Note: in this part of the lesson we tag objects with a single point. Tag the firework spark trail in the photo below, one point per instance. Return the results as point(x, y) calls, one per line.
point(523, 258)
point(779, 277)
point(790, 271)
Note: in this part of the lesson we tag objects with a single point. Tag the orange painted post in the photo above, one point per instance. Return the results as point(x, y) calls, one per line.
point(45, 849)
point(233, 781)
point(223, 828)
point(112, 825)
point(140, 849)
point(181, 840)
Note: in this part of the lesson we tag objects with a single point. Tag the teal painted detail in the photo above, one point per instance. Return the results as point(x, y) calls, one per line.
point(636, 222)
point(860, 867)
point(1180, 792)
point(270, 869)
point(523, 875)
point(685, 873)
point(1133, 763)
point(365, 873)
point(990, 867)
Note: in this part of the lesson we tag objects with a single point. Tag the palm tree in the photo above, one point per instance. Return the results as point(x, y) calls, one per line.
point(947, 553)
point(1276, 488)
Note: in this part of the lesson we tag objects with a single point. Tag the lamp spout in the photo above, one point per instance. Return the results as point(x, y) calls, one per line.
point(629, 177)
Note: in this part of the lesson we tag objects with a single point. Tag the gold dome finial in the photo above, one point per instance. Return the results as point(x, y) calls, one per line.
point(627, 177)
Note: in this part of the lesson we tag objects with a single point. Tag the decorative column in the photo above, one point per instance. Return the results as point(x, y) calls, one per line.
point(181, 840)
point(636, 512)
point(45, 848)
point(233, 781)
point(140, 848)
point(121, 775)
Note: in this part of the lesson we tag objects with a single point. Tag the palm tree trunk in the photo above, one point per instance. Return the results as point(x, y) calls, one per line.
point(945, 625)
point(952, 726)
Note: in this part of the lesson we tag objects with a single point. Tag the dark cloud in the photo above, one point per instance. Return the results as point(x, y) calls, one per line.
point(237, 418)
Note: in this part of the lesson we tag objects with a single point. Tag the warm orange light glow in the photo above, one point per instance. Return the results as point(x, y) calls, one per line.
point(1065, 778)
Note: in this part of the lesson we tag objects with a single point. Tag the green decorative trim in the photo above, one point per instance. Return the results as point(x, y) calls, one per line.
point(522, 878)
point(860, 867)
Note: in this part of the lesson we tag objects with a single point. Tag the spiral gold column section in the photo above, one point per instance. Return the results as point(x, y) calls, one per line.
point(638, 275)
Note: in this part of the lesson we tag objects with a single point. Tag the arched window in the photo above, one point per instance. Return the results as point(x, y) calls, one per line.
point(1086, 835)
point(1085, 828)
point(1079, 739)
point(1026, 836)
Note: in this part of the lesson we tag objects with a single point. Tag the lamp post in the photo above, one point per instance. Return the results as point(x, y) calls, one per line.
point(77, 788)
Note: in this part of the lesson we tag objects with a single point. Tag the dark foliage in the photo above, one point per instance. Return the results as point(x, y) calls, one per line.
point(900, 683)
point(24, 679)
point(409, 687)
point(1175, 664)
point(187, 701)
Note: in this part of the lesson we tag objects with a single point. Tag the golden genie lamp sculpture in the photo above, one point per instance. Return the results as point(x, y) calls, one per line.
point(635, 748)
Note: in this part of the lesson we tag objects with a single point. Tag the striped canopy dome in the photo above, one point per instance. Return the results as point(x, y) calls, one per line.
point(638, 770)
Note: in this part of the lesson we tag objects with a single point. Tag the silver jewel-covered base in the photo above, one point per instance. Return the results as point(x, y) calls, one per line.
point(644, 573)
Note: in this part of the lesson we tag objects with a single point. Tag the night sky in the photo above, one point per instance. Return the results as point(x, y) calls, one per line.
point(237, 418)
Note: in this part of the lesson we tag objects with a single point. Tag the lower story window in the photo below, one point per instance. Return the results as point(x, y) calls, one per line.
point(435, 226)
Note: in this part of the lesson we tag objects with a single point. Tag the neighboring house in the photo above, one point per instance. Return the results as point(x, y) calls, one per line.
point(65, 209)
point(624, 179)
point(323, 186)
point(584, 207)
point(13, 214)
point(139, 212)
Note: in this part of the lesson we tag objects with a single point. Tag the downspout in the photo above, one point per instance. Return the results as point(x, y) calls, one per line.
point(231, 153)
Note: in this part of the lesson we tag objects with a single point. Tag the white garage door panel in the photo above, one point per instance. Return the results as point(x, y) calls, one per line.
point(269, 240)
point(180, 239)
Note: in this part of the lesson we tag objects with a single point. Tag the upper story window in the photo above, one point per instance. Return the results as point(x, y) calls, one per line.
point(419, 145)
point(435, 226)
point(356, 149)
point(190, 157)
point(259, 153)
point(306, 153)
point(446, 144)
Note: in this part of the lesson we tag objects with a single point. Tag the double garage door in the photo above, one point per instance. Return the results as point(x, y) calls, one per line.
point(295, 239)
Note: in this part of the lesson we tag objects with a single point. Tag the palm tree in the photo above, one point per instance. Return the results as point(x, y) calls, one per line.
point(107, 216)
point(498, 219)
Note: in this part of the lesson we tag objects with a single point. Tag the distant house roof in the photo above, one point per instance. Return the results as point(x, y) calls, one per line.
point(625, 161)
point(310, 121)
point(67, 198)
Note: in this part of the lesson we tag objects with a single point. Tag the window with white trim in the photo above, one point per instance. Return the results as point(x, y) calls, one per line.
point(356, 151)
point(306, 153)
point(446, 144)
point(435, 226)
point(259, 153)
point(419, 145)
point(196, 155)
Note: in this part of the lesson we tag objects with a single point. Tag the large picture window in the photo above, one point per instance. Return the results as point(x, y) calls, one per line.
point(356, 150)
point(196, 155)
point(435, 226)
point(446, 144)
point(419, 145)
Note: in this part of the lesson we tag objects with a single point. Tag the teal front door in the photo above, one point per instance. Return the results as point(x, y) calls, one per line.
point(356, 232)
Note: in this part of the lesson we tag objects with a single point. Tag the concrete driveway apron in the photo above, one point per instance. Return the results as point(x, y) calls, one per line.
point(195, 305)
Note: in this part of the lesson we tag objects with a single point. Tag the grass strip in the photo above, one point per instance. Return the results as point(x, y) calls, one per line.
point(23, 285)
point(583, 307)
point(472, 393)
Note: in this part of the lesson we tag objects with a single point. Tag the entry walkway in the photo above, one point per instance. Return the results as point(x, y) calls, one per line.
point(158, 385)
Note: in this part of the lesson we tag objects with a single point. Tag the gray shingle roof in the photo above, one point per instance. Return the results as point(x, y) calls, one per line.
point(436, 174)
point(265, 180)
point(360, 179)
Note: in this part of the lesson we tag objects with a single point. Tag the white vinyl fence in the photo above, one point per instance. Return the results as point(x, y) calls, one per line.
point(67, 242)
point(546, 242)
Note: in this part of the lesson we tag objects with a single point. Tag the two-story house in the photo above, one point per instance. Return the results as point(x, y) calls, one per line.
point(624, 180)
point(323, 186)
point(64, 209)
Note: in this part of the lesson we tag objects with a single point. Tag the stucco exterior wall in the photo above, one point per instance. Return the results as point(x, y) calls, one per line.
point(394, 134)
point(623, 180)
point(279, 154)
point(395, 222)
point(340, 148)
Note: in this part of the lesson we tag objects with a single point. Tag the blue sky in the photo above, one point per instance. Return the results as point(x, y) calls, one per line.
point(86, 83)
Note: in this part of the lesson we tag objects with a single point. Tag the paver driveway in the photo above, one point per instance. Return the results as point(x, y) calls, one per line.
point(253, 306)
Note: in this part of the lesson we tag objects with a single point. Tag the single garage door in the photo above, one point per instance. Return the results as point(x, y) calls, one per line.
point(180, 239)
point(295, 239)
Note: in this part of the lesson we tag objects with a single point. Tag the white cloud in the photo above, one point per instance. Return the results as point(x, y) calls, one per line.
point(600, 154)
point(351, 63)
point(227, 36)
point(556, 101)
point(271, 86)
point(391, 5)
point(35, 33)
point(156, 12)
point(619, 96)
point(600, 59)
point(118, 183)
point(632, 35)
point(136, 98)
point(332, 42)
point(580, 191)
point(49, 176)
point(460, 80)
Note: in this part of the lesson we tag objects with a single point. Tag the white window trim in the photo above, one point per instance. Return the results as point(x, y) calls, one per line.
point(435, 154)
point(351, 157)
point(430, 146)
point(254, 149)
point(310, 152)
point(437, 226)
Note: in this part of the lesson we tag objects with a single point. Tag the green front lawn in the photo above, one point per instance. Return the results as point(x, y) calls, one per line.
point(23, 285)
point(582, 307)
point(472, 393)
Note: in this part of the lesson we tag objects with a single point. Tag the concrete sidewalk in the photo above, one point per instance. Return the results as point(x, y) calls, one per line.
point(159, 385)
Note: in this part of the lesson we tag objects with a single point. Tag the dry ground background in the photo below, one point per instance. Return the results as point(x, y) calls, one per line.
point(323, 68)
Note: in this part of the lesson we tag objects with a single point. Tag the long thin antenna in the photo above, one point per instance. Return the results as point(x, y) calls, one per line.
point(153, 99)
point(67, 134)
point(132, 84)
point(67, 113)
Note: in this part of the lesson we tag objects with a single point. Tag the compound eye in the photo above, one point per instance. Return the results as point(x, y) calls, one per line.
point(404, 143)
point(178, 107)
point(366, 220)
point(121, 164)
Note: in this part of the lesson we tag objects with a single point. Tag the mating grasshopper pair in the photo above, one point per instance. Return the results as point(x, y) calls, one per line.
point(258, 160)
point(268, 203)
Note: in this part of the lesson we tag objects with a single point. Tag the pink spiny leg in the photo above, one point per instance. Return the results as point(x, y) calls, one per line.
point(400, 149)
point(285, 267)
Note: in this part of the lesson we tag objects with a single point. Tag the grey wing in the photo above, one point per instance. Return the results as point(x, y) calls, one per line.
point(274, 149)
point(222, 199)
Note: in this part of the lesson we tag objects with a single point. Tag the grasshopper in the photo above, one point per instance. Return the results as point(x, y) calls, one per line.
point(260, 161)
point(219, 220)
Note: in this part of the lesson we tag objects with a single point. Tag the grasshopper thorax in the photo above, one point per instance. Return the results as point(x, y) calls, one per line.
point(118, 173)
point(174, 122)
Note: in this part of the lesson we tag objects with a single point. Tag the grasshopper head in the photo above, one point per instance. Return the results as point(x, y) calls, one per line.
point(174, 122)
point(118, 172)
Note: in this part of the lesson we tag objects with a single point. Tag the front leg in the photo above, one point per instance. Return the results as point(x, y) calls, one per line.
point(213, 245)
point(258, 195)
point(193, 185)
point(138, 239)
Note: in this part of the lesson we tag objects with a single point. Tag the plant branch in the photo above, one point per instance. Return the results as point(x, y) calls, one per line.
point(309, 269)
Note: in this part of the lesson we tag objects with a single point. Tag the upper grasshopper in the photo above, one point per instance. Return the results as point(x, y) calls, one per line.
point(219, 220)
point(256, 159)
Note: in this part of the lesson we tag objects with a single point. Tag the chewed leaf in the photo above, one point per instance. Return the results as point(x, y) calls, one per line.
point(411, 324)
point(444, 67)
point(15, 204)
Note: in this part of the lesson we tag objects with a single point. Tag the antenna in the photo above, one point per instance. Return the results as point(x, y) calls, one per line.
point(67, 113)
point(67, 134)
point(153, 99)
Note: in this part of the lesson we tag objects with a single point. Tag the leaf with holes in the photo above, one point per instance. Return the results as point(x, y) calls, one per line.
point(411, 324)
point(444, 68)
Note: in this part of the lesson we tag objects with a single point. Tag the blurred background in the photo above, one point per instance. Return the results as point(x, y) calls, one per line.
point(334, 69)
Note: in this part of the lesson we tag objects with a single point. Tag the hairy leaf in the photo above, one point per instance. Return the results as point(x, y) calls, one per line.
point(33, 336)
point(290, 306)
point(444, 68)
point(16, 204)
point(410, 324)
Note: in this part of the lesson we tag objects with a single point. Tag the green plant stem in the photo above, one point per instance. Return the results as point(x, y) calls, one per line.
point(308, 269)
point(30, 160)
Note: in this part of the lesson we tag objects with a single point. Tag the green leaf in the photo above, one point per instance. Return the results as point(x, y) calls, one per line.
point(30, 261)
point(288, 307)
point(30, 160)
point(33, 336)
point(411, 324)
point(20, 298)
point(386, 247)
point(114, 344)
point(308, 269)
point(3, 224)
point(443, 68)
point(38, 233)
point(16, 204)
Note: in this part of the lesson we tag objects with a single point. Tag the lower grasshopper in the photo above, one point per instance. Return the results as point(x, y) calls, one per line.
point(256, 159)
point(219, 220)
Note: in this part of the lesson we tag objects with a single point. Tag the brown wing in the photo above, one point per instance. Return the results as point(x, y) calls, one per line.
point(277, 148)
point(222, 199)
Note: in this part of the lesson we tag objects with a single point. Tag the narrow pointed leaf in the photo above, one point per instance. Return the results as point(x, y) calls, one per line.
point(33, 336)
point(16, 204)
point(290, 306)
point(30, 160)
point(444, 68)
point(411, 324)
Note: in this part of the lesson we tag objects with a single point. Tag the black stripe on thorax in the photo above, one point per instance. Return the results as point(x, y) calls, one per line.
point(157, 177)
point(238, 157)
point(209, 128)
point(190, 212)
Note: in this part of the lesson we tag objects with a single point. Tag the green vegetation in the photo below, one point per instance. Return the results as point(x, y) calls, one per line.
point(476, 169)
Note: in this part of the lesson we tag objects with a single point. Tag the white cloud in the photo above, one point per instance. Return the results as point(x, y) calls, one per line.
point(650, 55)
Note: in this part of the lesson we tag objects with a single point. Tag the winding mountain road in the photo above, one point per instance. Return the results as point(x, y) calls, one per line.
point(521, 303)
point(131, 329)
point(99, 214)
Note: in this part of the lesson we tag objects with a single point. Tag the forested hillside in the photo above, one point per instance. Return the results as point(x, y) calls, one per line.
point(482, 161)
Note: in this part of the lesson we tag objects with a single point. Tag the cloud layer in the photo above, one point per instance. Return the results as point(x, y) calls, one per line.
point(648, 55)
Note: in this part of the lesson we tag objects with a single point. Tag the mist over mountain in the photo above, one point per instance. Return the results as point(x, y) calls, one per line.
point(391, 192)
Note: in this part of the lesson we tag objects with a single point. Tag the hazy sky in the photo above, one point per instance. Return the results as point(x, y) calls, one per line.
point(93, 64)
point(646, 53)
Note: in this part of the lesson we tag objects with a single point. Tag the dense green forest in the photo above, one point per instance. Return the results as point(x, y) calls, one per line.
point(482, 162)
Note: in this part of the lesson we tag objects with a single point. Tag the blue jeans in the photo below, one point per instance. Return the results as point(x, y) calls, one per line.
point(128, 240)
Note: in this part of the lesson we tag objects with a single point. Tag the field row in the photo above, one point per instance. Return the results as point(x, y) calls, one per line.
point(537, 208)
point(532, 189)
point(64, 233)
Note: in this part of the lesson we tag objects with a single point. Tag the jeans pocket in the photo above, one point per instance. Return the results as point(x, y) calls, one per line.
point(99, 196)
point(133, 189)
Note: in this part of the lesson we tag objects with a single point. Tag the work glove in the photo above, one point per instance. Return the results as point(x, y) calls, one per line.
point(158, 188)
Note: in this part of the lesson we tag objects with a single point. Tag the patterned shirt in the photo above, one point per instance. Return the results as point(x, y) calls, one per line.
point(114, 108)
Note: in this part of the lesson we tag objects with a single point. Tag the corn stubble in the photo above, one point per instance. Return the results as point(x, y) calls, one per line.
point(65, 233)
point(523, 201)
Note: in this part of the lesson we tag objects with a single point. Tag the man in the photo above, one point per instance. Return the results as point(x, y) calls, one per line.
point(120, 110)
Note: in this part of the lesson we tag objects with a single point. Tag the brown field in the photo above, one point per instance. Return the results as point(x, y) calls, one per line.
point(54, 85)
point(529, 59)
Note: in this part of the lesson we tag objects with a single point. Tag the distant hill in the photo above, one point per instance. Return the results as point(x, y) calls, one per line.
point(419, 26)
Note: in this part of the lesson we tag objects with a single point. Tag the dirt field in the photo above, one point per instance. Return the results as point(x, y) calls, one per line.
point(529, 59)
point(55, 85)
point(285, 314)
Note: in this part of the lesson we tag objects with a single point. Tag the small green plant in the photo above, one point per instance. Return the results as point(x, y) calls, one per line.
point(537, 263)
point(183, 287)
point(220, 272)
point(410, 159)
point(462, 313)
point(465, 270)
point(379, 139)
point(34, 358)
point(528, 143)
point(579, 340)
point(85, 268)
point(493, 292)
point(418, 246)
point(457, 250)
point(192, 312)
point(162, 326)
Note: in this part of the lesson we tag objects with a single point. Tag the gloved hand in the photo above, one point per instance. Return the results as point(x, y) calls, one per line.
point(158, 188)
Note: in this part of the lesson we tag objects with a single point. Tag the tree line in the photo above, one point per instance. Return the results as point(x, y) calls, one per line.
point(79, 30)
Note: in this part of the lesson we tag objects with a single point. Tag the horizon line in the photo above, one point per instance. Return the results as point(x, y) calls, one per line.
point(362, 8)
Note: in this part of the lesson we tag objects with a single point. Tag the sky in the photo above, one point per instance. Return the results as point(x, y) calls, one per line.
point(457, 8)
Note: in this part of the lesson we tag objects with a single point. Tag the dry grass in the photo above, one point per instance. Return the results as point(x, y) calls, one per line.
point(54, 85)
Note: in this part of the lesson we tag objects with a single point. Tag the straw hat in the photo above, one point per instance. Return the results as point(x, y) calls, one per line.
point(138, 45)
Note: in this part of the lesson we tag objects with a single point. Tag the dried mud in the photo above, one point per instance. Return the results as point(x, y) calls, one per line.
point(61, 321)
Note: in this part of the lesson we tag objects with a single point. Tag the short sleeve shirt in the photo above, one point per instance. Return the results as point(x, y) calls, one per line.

What this task involves:
Your task is to transcribe exactly the lines from the one with "the dry grass" through the end of the data, both included, and nothing besides.

Response:
Note: in this part of the lesson we tag objects with a single point. Tag the dry grass in the photo above, one point per instance. Return the results as point(x, y) calls, one per line.
point(54, 85)
Note: in this part of the lesson we tag objects with a single point. Tag the straw hat in the photo above, one point per instance. Return the results as point(x, y) calls, one per line.
point(138, 45)
Note: in this part of the lesson we tag objects with a single point. Tag the dried mud in the photo above, one point per instance. Return the results as point(x, y) calls, one per line.
point(61, 321)
Note: in this part of the lesson we tag objects with a single point. Tag the short sleeve shirt in the photo above, one point per instance. Return the results as point(x, y) calls, one per line.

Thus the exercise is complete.